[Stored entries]
::::

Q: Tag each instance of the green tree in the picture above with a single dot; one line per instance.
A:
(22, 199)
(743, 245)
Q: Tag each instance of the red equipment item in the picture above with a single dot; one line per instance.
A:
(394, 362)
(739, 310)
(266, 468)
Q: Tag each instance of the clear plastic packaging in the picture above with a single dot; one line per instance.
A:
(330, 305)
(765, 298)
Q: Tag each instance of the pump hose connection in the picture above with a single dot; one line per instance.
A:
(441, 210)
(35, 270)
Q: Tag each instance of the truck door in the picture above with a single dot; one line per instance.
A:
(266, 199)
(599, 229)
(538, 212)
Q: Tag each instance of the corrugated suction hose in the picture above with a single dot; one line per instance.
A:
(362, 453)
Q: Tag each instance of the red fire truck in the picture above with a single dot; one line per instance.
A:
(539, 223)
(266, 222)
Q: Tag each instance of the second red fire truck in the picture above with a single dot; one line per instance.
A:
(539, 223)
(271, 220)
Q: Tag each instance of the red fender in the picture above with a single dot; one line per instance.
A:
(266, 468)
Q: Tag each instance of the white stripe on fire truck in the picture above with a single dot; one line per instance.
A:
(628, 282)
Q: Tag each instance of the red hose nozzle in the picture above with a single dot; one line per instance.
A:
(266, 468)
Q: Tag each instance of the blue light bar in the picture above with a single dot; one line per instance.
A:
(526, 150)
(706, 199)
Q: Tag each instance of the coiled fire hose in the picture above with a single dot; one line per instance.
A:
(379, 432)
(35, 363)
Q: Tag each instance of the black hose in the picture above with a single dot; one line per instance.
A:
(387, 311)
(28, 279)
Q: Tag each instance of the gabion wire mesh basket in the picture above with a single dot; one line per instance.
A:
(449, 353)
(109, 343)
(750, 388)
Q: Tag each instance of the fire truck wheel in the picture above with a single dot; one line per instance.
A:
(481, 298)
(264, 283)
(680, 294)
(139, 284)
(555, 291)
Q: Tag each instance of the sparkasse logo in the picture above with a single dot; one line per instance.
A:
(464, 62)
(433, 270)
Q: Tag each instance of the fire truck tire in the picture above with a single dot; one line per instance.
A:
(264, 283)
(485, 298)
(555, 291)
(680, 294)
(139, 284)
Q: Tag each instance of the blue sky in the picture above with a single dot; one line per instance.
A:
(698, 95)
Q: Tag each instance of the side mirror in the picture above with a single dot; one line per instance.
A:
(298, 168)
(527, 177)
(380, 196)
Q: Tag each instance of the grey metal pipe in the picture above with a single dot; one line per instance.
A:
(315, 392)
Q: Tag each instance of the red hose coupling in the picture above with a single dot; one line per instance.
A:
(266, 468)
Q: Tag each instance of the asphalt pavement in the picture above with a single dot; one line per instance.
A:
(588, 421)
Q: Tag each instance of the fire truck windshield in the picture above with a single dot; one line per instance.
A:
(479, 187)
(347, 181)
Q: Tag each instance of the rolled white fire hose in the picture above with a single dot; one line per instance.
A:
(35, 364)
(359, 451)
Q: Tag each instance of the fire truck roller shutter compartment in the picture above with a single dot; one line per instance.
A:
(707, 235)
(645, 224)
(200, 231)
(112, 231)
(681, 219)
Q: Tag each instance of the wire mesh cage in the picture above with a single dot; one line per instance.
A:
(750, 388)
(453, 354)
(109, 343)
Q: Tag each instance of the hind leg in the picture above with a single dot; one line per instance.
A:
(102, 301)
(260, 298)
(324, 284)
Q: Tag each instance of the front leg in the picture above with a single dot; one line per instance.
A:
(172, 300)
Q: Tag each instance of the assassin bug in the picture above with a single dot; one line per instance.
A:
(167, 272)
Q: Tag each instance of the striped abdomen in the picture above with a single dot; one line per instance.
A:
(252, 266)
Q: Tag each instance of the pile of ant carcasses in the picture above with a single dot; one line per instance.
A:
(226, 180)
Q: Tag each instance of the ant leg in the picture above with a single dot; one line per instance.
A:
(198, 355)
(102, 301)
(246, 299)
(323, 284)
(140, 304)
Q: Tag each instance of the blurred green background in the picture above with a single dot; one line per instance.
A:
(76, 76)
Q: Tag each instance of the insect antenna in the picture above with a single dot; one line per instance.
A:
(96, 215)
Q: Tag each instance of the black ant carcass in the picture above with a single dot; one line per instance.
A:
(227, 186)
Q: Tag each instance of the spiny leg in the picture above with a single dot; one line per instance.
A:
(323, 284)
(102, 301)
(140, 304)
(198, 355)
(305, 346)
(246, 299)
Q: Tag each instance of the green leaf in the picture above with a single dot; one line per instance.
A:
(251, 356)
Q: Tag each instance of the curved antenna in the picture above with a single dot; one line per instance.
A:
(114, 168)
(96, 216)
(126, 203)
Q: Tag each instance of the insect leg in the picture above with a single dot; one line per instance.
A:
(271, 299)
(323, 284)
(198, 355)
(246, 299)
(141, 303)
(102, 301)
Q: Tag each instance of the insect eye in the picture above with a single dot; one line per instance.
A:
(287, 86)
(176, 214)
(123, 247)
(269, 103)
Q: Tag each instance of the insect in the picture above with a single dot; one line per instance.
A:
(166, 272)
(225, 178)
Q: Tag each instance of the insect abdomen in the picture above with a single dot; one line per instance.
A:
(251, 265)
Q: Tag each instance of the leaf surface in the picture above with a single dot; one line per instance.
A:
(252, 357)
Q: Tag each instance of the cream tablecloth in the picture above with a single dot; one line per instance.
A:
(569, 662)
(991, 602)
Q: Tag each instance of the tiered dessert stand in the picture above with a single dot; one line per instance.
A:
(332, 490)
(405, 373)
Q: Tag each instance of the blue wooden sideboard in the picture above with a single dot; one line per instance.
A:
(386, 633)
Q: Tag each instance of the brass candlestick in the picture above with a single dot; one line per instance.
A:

::::

▸ **TASK PROMPT**: Each entry above is to be returned exactly as given.

▸ **SOLUTION TO THIS TASK**:
Q: Tag each instance of the green tree in the picture above with a single dot; one line per instance.
A:
(22, 199)
(743, 245)
Q: Tag each instance of the red equipment item in the picture above with a single dot; one line per instance.
A:
(394, 362)
(739, 310)
(266, 468)
Q: Tag each instance of the clear plastic packaging in the picture above with a single dot; one line per instance.
A:
(330, 305)
(765, 298)
Q: Tag each instance of the pump hose connection in the picture above with a single dot; one line per instance.
A:
(441, 210)
(35, 270)
Q: Tag each instance of the truck door in the picture above with a single dot; one line per instance.
A:
(266, 199)
(599, 229)
(538, 212)
Q: Tag each instance of the corrugated suction hose in the picture above with a single dot; one line per instance.
A:
(362, 453)
Q: Tag each instance of the red fire truck in the picture above with a single dot; one line per instance.
A:
(539, 223)
(266, 222)
Q: Tag each instance of the second red fire truck in the picture above with a single dot; one line per instance.
A:
(539, 223)
(271, 220)
Q: Tag each instance of the red fender in the picture above with a single dot; one line per instance.
A:
(266, 468)
Q: Tag each instance of the white stripe on fire truck in the picture above with a single dot; one line per instance.
A:
(628, 282)
Q: Tag each instance of the red hose nozzle in the picture above with a single dot; one line per instance.
A:
(266, 468)
Q: Tag each instance of the blue light bar in the picture above with a single dot; one line per instance.
A:
(526, 150)
(706, 199)
Q: Tag each instance of the coiled fire hose in the picture above with a single dot; one line per instance.
A:
(379, 432)
(35, 363)
Q: Tag each instance of the black hose in the picture above with a single dot; one line per instance.
A:
(387, 311)
(28, 279)
Q: Tag each instance of the gabion wire mesh basket in the picture above with a single dot; one line per instance.
A:
(449, 353)
(109, 343)
(750, 388)
Q: Tag each instance of the fire truck wheel in the picture above with a single dot; one line per instance.
A:
(481, 298)
(264, 283)
(680, 294)
(139, 284)
(555, 291)
Q: Tag each instance of the sparkasse logo in the picture above with a single dot; one line per instance.
A:
(464, 62)
(433, 270)
Q: Tag each instance of the fire truck tire in the picture above with a single dot; one line per instance.
A:
(264, 283)
(485, 298)
(555, 291)
(680, 294)
(139, 284)
Q: Tag each instance of the blue sky in the picture above with a single dot; one line per instance.
A:
(698, 95)
Q: Tag each instance of the side mirror in the picture above with a single dot; one line per instance.
A:
(298, 168)
(527, 177)
(380, 196)
Q: Tag each instance of the grey metal pipe in the picture above with a single dot; one line per instance.
A:
(315, 392)
Q: Tag each instance of the red hose coupling in the picture above with a single dot; one line per instance.
A:
(266, 468)
Q: Tag each instance of the asphalt pavement in the picture above with a single dot; one line per instance.
A:
(588, 421)
Q: Tag each instance of the fire truck windshield in the picture above with a single dot; one line per instance.
A:
(479, 187)
(347, 181)
Q: Tag each instance of the rolled white fire hose in the picture above with a single dot; one line per instance.
A:
(35, 364)
(359, 451)
Q: Tag each instance of the fire truck roller shutter compartment in the picture above with a single dot; one line per instance.
A:
(707, 235)
(645, 224)
(200, 231)
(112, 231)
(681, 219)
Q: Tag each instance of the wire mesh cage in the picture above with a single dot; one line per instance.
A:
(750, 388)
(453, 354)
(109, 343)
Q: Tag each instance of the hind leg in the picture above with a single dot; one line per instance.
A:
(102, 301)
(260, 298)
(324, 284)
Q: Tag each instance of the front leg in the picture above with a single dot; one line per instance.
A:
(172, 300)
Q: Tag each instance of the assassin bug in the picture above with a single dot; one line per instance.
A:
(167, 272)
Q: Tag each instance of the striped abdomen in the picture above with a single dot; one line per instance.
A:
(252, 266)
Q: Tag each instance of the pile of ant carcasses in the picture above with a single dot; one line per instance.
A:
(226, 180)
Q: Tag each instance of the ant leg in the picture above with a single dot; one line per instance.
A:
(198, 355)
(102, 301)
(246, 299)
(323, 284)
(140, 304)
Q: Tag each instance of the blurred green background in the picture above with a single dot; one line per instance.
A:
(76, 76)
Q: Tag each instance of the insect antenna in the picture above with a single dot; one line per instance.
A:
(96, 215)
Q: Tag each instance of the black ant carcass in the picture above with a single dot; one line per instance.
A:
(227, 186)
Q: Tag each instance of the spiny leg in the picture above with a single dot; one line per instance.
A:
(323, 284)
(102, 301)
(140, 304)
(198, 355)
(305, 346)
(246, 299)
Q: Tag each instance of the green leaf in the picture above with a single dot; one line per instance.
A:
(251, 356)
Q: Tag each instance of the curved antenna in the picture above with a single dot; one line per instance.
A:
(114, 168)
(96, 216)
(126, 203)
Q: Tag each instance of the insect leg in the picture above with a single dot; one line per instance.
A:
(271, 299)
(323, 284)
(198, 355)
(246, 299)
(141, 303)
(102, 301)
Q: Tag each instance of the insect eye in the picture above with a single dot; one line per instance.
A:
(287, 86)
(176, 214)
(123, 247)
(269, 103)
Q: Tag each instance of the insect in the picture above with a single dot; one line per instance.
A:
(166, 272)
(225, 178)
Q: Tag each instance of the insect abdomen in the picture above with a single dot; one line per instance.
A:
(251, 265)
Q: Tag each instance of the leaf surface in the picture above with a single dot; one line per instance.
A:
(252, 357)
Q: Tag each instance of the cream tablecloth in the picture above with a single dot; one line per instance.
A:
(569, 662)
(991, 602)
Q: Tag each instance of the tiered dessert stand in the picture above with a single dot; one line per instance.
A:
(332, 490)
(405, 373)
Q: Tag each instance of the blue wooden sideboard in the picture above with a single dot; one line per instance.
A:
(386, 633)
Q: Tag each instance of the brass candlestick in the picture above with a single dot; one line per instance.
A:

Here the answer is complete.